▸ DATA ENTRIES:
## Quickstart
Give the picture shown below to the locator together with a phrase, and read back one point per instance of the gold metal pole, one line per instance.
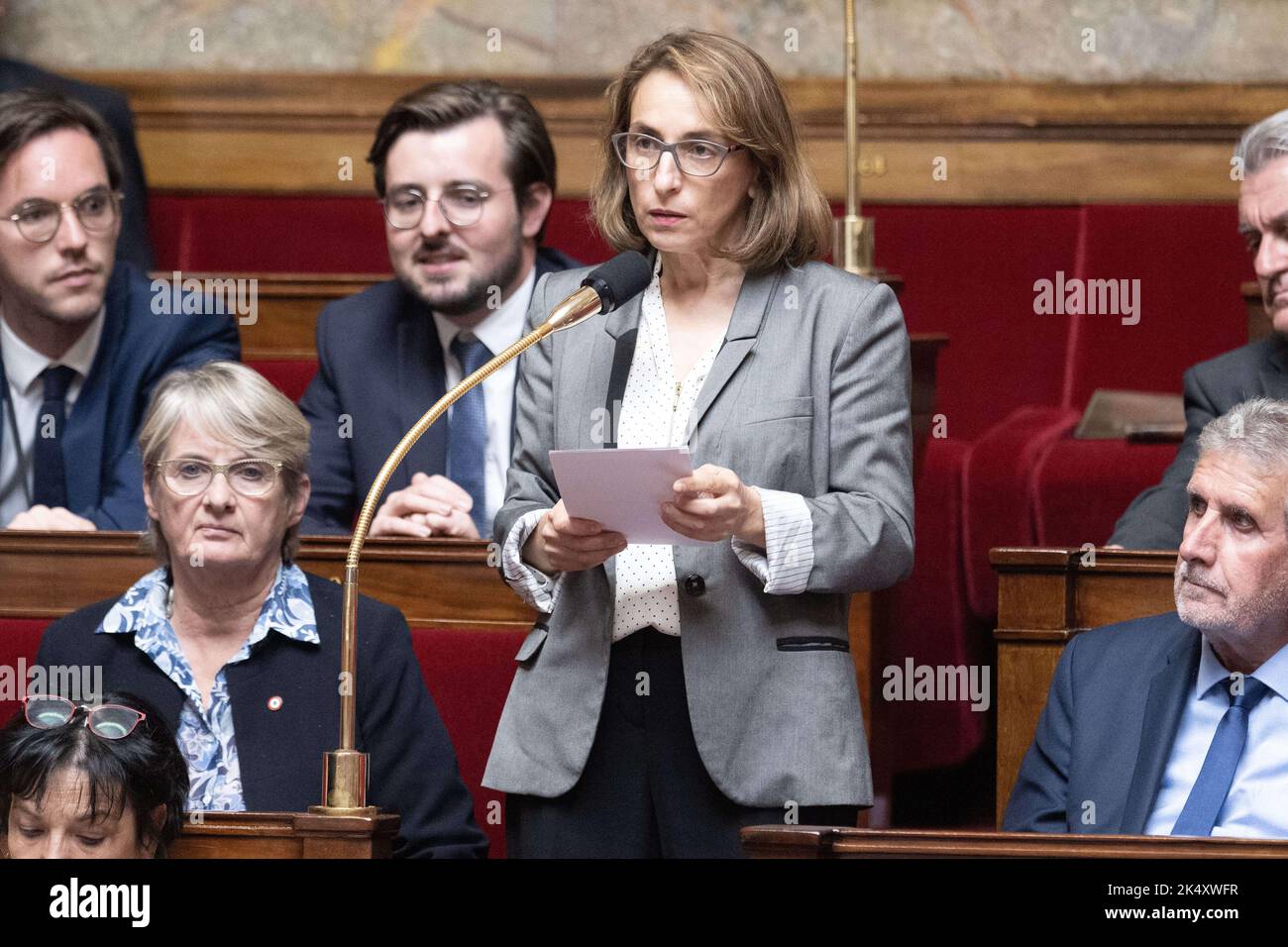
(344, 775)
(853, 236)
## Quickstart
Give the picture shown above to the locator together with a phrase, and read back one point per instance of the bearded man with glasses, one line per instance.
(80, 346)
(465, 174)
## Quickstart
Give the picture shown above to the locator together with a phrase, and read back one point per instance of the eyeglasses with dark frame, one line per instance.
(463, 205)
(694, 157)
(38, 219)
(106, 720)
(249, 476)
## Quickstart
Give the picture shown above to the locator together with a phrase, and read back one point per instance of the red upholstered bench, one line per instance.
(468, 673)
(288, 377)
(1081, 487)
(20, 641)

▸ WORK INSTRUCTIONS: Copy all four items above verbatim, including headings and answer points, but leave out the picture.

▸ REPLY TO THE EXERCISE:
## Quickstart
Give the picture shown below to the locator together with a phrase, and read back one point per instance of the gold metal pole, one line per instance.
(344, 775)
(853, 236)
## Quickstart
Give the picture shown above to the locator together with a phrase, and read back one point per instance of the bearded man with glasses, one line per instance.
(80, 346)
(465, 174)
## Quickstart
Give the picture shown above to the locator together with a phrase, and read back one point per instance of the eyeglasses with dark frame, one line per instance.
(463, 205)
(694, 157)
(38, 219)
(106, 720)
(249, 476)
## Quickstart
Give the picture shown above to the locator together with a phrase, and read back one point per instance of the red upholstered bench, one line per instance.
(468, 673)
(288, 377)
(1081, 487)
(20, 641)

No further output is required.